- TRECHO DO TEXTO -
-=-=-=-=-
Embora nos primeiros dois anos após a edição da Resolução ANEEL nº 482, de 2012, o avanço na geração solar fotovoltaica tenha sido tímido, a partir de 2015 houve expressivo aumento na quantidade de unidades consumidoras com geração, passando de 327 unidades no final de 2014 para 8.633 unidades em fevereiro de 2017. Apesar do crescimento verificado, o número de unidades consumidoras com geração distribuída no Brasil representa apenas 0,01% do total de unidades consumidoras, ou seja, uma a cada dez mil unidades consumidoras possui geração. Para termos uma ideia do quanto ainda podemos avançar, destacamos exemplo da Austrália, em que uma a cada seis residências possui painéis solares fotovoltaicos instalados.
Um ponto relevante que precisa de melhorias no sistema de compensação de energia consiste na tributação que ocorre no sistema de compensação de energia. Com relação ao ICMS cobrado, destacamos que o Confaz publicou o Convênio ICMS nº 16, de 2015, autorizando os estados a conceder isenção do ICMS incidente sobre a energia fornecida pela distribuidora à unidade consumidora na quantidade correspondente à soma da energia injetada na rede de distribuição pela mesma unidade consumidora, ou seja, cobrando o tributo apenas sobre o consumo líquido da unidade consumidora.
-=-=-=-=-
- TAREFA DO EXERCÍCIO A -
Reproduza, do texto sobre geração solar distribuída, a passagem que começa em "Embora nos primeiros" e segue até "solares fotovoltaicos instalados.".
O texto e os registros não têm relação entre si.

- REGISTROS APRESENTADOS -
-=-=-=-=-
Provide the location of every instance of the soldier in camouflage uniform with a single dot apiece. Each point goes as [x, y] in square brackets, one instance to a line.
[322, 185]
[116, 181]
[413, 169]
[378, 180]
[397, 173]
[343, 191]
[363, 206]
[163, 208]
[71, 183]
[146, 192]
-=-=-=-=-
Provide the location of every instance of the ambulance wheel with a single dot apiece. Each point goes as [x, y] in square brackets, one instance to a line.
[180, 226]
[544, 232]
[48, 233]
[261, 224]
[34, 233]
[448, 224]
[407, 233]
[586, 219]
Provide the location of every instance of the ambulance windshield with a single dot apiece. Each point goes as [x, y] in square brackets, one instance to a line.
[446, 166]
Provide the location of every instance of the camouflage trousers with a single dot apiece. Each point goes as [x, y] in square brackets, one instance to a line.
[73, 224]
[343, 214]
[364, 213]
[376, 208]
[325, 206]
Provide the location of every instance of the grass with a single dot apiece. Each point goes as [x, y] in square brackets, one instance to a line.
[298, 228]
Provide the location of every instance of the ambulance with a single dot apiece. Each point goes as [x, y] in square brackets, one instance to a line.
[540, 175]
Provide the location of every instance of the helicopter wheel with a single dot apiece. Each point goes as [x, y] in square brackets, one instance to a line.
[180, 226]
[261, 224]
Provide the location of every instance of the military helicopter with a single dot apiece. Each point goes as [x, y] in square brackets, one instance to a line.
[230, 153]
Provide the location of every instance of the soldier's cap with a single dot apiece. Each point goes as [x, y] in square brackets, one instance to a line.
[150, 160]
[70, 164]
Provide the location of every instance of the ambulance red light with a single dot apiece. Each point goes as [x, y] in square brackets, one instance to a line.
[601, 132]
-=-=-=-=-
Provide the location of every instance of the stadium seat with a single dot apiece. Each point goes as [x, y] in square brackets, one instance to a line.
-=-=-=-=-
- TAREFA DO EXERCÍCIO B -
Encontre nos registros todas as linhas em que aparece a palavra "ambulance" e copie cada uma delas.

- RESPOSTA FINAL A -
Embora nos primeiros dois anos após a edição da Resolução ANEEL nº 482, de 2012, o avanço na geração solar fotovoltaica tenha sido tímido, a partir de 2015 houve expressivo aumento na quantidade de unidades consumidoras com geração, passando de 327 unidades no final de 2014 para 8.633 unidades em fevereiro de 2017. Apesar do crescimento verificado, o número de unidades consumidoras com geração distribuída no Brasil representa apenas 0,01% do total de unidades consumidoras, ou seja, uma a cada dez mil unidades consumidoras possui geração. Para termos uma ideia do quanto ainda podemos avançar, destacamos exemplo da Austrália, em que uma a cada seis residências possui painéis solares fotovoltaicos instalados.

- RESPOSTA FINAL B -
Provide the location of every instance of the ambulance wheel with a single dot apiece. Each point goes as [x, y] in square brackets, one instance to a line.
Provide the location of every instance of the ambulance windshield with a single dot apiece. Each point goes as [x, y] in square brackets, one instance to a line.
Provide the location of every instance of the ambulance with a single dot apiece. Each point goes as [x, y] in square brackets, one instance to a line.
Provide the location of every instance of the ambulance red light with a single dot apiece. Each point goes as [x, y] in square brackets, one instance to a line.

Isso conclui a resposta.